Document segment START

Kill of the Grange, often Kill o' the Grange, is a suburban community and ancient parish in the half-barony of Rathdown, within the traditional County Dublin, in the jurisdiction of Dún Laoghaire–Rathdown. It contains an early religious site, which is a National Monument. The area, sometimes described as a twin of, and sometimes as part of, Deansgrange, is 5 miles southeast of Dublin.

==Location==
Kill of the Grange lies 1.7 km inland, on the south side of Dublin Bay. In modern times it is mostly made up of housing developments, within one of which the historic church site lies. There is some retail presence, and the area is located beside or within Deansgrange, in the traditional County Dublin.

==Structures==
===Ancient church site===
The early church is associated with St Finnian of Clonard and dates from the 11th century. Parts may date to the 6th century as they are similar to remains found at Glendalough. The church was originally a simple oblong (now the nave) and a chancel and belfry were later added. Originally known as Clonkeen (Cluinchenn), it is now known as Kill of the Grange, meaning "church of the monastic grange."

There is also a bullaun (about 25 cm across) and holy well on the site.

===Modern churches===
There are two churches in use in the area in the 21st century. The Church of Ireland church is close to the traffic Lights. Designed in 1863 by William John Welland and John Gillespie who were architects to the Ecclesiastical Commissioners, the church was consecrated in 1864. It is on a rectangular plan with a double height apse.

Document segment END

- **Work to complete**
Could you continue the Kill of the Grange text from where it stops?

Supplied information START

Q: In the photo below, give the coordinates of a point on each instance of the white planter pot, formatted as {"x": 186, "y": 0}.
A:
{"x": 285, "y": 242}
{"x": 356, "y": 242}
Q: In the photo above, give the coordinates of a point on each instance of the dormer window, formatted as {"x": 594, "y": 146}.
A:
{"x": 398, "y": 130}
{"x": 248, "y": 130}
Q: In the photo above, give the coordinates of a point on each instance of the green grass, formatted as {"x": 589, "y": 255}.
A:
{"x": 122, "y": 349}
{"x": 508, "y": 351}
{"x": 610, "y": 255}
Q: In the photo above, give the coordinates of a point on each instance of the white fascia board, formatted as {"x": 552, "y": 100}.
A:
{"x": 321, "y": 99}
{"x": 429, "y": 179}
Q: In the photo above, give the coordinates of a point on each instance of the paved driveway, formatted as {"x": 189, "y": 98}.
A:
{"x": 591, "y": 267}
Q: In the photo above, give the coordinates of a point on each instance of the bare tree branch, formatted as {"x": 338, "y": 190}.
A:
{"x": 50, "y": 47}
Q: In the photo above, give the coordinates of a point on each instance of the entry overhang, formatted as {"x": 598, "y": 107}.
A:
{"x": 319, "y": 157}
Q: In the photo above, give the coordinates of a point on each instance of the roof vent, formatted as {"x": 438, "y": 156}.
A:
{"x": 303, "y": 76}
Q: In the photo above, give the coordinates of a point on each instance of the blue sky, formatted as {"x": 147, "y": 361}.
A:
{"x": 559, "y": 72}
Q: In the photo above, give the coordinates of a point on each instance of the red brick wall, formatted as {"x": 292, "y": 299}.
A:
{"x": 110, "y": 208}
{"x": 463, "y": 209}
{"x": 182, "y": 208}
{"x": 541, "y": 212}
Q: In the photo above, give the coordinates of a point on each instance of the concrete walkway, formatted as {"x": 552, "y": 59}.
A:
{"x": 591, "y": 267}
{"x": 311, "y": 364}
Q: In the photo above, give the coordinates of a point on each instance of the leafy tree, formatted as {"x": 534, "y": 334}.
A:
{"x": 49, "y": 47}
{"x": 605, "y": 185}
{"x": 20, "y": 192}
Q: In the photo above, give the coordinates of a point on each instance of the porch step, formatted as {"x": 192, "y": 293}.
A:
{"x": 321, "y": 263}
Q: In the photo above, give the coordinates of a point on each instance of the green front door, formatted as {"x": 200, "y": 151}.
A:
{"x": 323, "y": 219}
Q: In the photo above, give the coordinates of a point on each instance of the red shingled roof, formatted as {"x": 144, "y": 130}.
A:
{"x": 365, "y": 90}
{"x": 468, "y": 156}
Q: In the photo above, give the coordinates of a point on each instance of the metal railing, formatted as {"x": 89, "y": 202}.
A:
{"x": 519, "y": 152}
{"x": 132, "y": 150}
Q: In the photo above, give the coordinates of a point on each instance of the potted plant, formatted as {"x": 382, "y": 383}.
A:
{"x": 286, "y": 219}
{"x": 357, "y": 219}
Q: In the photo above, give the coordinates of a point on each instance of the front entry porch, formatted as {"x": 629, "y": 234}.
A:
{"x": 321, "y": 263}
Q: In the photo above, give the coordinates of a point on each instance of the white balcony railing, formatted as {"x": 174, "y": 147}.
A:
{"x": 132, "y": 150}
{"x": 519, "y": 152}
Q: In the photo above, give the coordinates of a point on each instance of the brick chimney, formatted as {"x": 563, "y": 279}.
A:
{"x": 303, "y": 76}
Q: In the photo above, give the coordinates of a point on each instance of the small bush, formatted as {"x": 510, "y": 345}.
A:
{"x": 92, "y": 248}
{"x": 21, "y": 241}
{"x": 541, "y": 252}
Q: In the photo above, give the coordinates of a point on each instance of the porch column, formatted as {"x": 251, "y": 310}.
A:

Supplied information END

- **Solved problem**
The Roman Catholic church is located near Bakers Corner. From the 1970s, it is often described as 'The boiler house', and as "an exercise in the control of light from above."

===Houses===
The area is home to a number of historic houses, including Kill Abbey, which was originally built in 1595 by John Usher. The house is now much modified but still represents the oldest house in the Dún Laoghaire–Rathdown area.

==History==
The site was part of the possessions of the Priory of the Holy Trinity (later Christ Church Cathedral, Dublin) and their records give a vivid picture of the 14th-century monastic site at Clonkeen / Kill o' the Grange, describing the construction of a kiln house with thatched roof and wattle and daub walls, and the grange itself being built from timber bought from the native Irish (probably in the Dublin Mountains).